- **WHAT YOU WILL DO**: Please transcribe exactly, and only, the lines of the data below between the line holding "Target: girl's face" and the line holding "Target: poster on wall", inclusive.

Segment Open

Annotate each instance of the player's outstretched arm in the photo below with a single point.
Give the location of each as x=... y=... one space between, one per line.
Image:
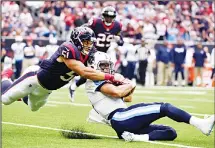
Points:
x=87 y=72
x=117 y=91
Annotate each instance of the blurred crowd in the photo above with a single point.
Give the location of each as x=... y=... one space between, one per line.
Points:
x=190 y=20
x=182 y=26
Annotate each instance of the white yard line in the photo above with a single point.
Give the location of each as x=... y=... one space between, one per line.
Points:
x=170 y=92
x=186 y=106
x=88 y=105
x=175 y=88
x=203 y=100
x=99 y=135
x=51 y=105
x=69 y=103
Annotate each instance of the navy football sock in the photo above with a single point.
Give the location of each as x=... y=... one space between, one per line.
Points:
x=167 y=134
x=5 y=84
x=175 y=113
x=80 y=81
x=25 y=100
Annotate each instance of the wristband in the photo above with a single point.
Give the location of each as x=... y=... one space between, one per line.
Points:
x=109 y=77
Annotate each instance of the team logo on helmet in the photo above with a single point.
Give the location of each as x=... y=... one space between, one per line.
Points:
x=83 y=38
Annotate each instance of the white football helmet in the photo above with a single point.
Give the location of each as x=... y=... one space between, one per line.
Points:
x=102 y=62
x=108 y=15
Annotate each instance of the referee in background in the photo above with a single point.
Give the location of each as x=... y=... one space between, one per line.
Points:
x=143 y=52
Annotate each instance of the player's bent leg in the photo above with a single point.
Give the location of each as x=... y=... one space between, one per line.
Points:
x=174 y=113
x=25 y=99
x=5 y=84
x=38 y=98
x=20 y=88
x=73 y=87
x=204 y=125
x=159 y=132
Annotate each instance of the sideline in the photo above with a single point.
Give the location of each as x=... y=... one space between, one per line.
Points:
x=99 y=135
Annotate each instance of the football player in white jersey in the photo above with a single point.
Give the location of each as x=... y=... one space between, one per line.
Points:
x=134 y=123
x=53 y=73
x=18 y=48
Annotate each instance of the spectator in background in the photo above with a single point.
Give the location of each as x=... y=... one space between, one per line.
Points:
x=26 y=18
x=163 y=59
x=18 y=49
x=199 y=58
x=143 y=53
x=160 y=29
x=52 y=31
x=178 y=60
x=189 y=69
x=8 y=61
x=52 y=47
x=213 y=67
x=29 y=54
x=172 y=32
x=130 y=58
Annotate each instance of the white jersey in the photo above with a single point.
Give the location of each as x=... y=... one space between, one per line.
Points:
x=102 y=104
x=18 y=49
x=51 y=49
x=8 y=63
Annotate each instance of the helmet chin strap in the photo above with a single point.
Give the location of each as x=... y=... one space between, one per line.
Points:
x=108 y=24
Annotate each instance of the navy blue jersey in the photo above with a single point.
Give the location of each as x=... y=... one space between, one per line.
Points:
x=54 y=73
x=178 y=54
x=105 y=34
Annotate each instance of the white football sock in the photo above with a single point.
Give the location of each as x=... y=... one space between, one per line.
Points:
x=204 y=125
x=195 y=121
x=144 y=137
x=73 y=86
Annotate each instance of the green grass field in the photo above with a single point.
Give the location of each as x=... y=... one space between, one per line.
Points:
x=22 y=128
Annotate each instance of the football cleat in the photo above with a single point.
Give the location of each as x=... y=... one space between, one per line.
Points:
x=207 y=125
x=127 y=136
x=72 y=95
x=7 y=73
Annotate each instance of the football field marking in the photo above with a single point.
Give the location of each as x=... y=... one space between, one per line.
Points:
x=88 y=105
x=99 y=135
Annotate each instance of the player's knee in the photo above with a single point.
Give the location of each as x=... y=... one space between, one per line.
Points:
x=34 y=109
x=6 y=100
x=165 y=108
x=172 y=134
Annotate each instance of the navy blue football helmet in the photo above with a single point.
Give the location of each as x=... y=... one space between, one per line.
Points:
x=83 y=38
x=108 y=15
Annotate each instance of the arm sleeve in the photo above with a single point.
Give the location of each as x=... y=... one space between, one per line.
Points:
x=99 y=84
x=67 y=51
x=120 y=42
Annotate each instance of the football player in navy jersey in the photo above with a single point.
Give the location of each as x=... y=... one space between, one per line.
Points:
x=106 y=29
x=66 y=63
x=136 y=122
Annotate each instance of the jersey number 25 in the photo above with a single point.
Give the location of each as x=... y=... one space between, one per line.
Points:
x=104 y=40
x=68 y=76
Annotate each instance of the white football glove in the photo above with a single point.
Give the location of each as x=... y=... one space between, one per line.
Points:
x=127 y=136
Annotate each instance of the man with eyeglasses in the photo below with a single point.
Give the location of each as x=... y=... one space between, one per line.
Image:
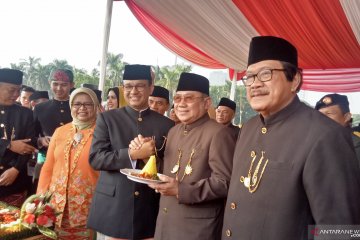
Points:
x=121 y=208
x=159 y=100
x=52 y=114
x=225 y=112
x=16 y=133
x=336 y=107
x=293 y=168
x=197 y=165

Segment Closed
Segment Open

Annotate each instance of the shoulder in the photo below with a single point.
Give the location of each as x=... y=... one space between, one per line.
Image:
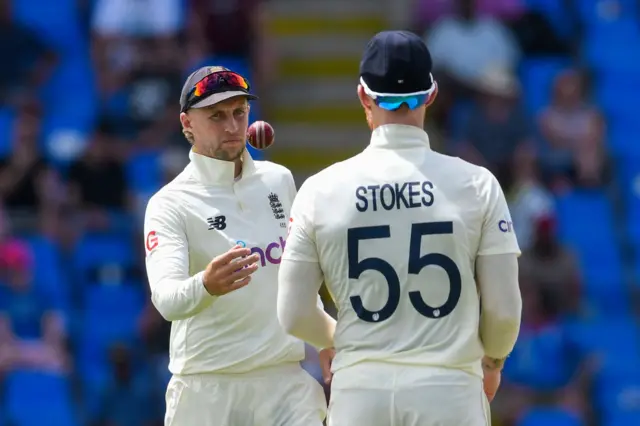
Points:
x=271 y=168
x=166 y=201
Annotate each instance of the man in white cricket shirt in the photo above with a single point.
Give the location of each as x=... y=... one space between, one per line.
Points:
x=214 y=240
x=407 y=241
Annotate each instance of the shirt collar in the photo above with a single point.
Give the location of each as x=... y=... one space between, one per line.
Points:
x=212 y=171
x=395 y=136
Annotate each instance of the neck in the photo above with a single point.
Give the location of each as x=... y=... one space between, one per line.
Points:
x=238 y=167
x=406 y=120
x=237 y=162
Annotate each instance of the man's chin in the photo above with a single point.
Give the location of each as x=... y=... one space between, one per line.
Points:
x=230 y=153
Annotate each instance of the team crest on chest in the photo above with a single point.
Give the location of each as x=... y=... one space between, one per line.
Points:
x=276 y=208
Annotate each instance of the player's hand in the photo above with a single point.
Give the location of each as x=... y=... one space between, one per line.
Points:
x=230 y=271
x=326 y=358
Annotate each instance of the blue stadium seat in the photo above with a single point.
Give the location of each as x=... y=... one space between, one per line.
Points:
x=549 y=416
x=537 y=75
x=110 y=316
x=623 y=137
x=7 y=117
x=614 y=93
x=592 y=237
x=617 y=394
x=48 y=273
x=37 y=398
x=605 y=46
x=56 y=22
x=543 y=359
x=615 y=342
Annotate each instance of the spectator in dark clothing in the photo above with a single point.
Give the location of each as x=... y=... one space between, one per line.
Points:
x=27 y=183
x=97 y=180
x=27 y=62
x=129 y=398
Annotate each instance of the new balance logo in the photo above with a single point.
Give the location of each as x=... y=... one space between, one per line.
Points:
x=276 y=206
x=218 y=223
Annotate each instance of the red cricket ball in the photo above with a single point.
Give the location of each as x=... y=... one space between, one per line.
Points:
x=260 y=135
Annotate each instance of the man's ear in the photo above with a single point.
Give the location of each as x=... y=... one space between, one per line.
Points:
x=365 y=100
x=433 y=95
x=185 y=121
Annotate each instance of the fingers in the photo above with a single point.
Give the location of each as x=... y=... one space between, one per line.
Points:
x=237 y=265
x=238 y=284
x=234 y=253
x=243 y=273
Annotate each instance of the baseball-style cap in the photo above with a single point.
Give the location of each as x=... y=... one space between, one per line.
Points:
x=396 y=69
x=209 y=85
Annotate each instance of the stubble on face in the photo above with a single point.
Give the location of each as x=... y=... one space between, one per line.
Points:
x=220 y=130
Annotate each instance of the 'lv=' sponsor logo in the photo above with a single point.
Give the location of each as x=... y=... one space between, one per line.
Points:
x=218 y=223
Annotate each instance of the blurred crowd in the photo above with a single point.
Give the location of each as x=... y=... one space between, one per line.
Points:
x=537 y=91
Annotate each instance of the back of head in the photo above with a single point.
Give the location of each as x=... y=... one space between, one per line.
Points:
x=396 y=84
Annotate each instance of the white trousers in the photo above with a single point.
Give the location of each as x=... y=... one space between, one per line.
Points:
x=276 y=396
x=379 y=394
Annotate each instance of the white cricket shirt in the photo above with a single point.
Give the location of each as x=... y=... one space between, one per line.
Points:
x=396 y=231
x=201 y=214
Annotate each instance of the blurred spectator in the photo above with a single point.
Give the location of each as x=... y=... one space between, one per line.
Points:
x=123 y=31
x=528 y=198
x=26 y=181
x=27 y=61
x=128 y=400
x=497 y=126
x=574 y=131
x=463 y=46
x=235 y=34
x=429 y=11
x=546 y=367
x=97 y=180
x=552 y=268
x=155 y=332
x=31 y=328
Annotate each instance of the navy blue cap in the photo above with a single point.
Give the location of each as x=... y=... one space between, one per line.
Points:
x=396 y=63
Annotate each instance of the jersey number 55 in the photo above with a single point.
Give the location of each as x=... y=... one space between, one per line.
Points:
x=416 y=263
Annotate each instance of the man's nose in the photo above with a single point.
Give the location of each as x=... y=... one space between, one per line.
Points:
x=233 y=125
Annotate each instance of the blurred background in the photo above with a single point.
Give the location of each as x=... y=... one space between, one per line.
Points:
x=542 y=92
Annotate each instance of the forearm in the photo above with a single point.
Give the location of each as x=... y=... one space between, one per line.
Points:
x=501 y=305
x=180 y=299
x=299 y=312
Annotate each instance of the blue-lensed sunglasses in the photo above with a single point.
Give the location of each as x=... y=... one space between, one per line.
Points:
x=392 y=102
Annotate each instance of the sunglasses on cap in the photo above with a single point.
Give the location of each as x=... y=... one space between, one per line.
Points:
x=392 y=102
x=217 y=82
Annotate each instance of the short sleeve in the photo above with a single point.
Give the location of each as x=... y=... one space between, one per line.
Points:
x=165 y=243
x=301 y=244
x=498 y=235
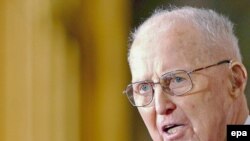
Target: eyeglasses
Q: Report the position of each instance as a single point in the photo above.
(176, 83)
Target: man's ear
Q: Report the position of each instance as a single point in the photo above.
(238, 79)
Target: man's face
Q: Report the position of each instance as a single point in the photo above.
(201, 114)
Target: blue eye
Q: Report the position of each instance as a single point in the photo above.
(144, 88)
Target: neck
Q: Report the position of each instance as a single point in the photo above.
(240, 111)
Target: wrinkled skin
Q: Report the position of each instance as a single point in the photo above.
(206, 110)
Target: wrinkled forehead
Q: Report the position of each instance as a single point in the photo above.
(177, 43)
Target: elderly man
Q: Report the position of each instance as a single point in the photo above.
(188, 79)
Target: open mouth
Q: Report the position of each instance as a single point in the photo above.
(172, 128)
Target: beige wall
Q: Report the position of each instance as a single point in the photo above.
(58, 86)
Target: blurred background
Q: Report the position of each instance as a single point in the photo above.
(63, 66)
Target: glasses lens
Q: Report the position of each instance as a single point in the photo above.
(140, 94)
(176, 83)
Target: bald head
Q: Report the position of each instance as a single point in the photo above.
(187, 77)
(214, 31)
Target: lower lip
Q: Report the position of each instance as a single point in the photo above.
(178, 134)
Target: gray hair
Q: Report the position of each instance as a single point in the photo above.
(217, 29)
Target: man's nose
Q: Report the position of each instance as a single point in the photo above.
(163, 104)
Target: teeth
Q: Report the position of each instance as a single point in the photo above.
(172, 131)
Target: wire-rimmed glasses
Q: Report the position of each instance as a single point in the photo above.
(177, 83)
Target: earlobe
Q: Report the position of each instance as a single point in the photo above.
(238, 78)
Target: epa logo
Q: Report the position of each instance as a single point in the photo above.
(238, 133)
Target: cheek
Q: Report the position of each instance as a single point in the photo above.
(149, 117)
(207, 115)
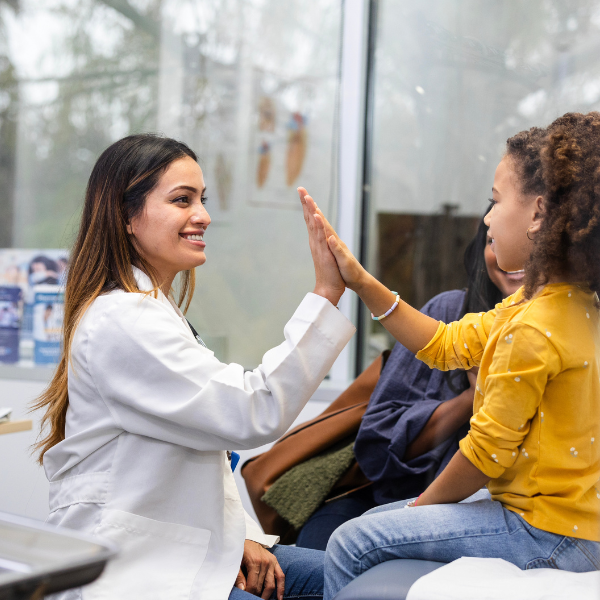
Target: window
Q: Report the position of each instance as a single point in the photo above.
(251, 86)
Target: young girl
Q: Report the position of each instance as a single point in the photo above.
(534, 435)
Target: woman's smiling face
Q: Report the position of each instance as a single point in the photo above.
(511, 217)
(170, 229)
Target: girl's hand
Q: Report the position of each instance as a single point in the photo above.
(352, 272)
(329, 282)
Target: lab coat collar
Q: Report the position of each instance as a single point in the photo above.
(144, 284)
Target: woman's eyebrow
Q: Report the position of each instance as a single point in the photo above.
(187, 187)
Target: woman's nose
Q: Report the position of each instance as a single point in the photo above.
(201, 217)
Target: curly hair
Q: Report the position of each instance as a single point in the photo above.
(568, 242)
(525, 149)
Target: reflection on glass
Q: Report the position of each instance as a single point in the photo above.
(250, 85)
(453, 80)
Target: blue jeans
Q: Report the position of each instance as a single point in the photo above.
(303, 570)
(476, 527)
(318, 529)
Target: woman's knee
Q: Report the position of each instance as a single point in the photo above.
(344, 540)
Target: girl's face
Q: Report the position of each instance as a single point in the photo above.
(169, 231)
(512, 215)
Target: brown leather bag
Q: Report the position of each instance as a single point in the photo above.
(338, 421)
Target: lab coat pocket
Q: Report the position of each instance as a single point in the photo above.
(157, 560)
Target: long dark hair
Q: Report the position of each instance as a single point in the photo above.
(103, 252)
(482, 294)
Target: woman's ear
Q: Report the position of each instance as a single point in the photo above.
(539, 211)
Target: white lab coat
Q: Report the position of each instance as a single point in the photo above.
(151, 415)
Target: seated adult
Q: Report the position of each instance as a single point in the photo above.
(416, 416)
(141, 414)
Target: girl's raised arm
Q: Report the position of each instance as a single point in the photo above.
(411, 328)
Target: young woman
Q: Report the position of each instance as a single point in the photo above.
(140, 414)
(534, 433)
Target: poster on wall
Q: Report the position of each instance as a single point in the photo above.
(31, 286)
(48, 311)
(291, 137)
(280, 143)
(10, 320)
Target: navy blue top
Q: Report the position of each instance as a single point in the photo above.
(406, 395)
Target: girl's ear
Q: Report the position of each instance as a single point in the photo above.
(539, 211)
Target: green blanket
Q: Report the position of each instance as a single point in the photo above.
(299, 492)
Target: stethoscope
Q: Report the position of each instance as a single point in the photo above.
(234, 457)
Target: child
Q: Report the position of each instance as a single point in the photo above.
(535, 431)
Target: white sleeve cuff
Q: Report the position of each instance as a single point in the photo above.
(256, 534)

Segment Closed

- **FINISHED EXERCISE**:
Target: girl's face
Q: Report the position of each instance as a single point in the photo above.
(169, 231)
(512, 215)
Target: brown leather bag
Q: Report the position of each instance as a single point in the photo above.
(338, 421)
Target: lab coat pocket
Q: Report the position of each instance as a single point in the photo above.
(157, 560)
Target: long dark hair
Q: Report the position of each instance as a single point in the photo above.
(103, 252)
(482, 294)
Target: woman's ear
Q: Report the position of each instance as a single point in the photo above.
(539, 211)
Target: white lab coat
Q: Report the position of each instance as a single point in the photo above.
(151, 415)
Target: seated adult
Q: Report the position of each instance as a single point in the photo above.
(416, 416)
(141, 414)
Target: girl's raised arm
Q: Report the position of each instance as a single point in the photo above.
(411, 328)
Target: young woman
Q: Report the position of each instance as a single point in the photo above.
(140, 414)
(534, 433)
Target: poster on wall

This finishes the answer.